* _WHAT IS BEING ASKED_: Could you repeat the entries below word for word, omitting any pictures from your reply?

[Point annotations on photos]
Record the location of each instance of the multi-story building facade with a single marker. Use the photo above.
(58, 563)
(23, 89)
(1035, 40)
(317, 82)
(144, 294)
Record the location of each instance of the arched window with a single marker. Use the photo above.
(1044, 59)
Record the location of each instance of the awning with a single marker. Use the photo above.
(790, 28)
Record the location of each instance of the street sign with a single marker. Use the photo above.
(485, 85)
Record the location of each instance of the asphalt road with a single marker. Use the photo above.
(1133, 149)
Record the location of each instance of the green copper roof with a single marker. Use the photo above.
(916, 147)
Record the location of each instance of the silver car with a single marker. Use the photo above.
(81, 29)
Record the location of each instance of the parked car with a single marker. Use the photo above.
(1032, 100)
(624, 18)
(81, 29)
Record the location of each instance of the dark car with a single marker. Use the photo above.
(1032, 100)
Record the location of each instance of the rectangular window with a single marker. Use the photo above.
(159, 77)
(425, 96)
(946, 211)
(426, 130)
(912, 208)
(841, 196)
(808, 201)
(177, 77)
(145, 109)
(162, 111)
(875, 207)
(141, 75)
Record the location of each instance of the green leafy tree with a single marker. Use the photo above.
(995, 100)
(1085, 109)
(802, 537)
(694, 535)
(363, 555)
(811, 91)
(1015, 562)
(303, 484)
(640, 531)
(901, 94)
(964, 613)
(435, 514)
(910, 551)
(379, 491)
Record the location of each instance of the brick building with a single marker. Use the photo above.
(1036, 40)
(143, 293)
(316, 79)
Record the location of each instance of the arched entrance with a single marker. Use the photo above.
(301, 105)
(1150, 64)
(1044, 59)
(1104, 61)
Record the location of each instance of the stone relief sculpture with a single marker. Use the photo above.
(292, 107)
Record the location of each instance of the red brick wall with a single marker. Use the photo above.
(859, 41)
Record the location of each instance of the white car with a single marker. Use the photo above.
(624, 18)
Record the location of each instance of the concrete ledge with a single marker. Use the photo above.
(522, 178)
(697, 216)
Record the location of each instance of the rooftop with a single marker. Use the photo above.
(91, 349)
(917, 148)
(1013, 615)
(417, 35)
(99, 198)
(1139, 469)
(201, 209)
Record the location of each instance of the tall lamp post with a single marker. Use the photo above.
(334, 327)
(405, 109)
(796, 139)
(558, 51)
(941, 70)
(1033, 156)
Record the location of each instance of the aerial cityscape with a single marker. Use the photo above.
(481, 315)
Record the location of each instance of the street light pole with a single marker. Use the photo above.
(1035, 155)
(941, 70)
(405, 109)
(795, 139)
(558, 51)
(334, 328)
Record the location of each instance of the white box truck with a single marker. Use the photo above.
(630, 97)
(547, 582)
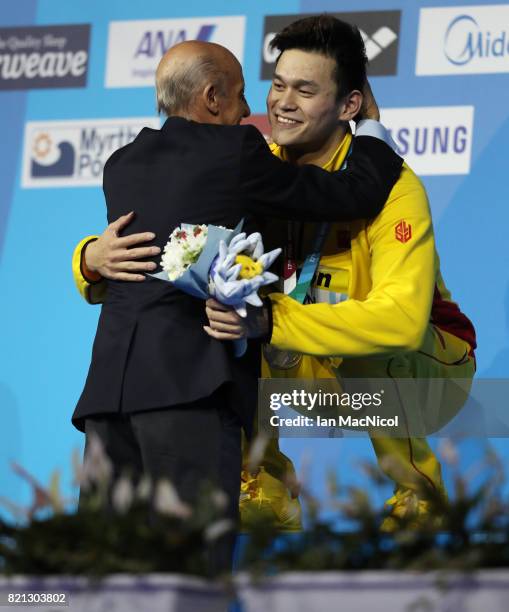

* _SOLUTION BELOW_:
Record the location of each instance of the multi-story building facade with a single marker. Use the photo above.
(58, 563)
(23, 89)
(1035, 40)
(317, 82)
(144, 294)
Record the location of each instance of the arched window with a single marker. Use the photo above.
(1044, 59)
Record the location of each instance of the awning with a single marker. Use the photo above.
(790, 28)
Record the location of each instance of the street sign with a single marker. Use the photo above.
(485, 85)
Record the location of each instance of the asphalt road with a single marker. Use the photo above.
(1133, 149)
Record the location of each instance of the green copper roof with a single marker. Use the photo above.
(916, 147)
Record the location of each instance of the silver car with a single marker. Use the photo above.
(81, 29)
Record the location of each instance of the parked car with a single marker. Use the photo above.
(1032, 100)
(624, 18)
(81, 29)
Record the location of each instance of the dark car with a single marker. Use the photo above.
(1032, 100)
Record the location of each instance of the rectangular window with a single marker. Use the photo above.
(159, 77)
(425, 96)
(946, 211)
(426, 130)
(912, 208)
(841, 196)
(808, 201)
(177, 77)
(145, 109)
(162, 111)
(875, 207)
(141, 75)
Record the location of each instance of the green leafy tree with a single marker. Use the photo above.
(995, 100)
(1085, 109)
(802, 537)
(694, 535)
(363, 555)
(811, 91)
(1015, 562)
(303, 484)
(640, 531)
(901, 94)
(964, 613)
(435, 514)
(910, 551)
(379, 491)
Record the location of each instance of the brick building with a single marker. Use the photo above.
(1036, 40)
(143, 293)
(316, 79)
Record the location of each instance of the arched entrance with a single marker. Use the photo above.
(301, 105)
(1150, 64)
(1044, 59)
(1104, 61)
Record the location of each instance of the stone relief sculpture with a single marker. Use the photo above.
(292, 107)
Record the location of each instance of the red brick wall with a single marker. Use the photo above.
(859, 41)
Record the location of each instance of the white car with a single marker. Use the photo above.
(624, 18)
Record the location of each instance of the concrete ledge with a single marker. Use the photo above.
(522, 178)
(697, 216)
Record the location of each instance of the rooftop with a single marker. Use the photo above.
(91, 349)
(917, 148)
(1013, 615)
(417, 35)
(99, 198)
(1139, 469)
(201, 209)
Record the location of each instance of the tall lamp post with a single marker. Use the photo above.
(334, 327)
(405, 109)
(796, 139)
(558, 51)
(941, 70)
(1033, 156)
Record the location of each instance of the aerial cityscape with a single marker. Use the photo above.
(481, 315)
Record the location of each instance of the street light pole with a single marker. Use the photo above.
(1035, 155)
(941, 70)
(405, 109)
(795, 139)
(558, 51)
(334, 328)
Record the location of each instance of the white box truck with a single marker. Use the photo above.
(630, 97)
(547, 582)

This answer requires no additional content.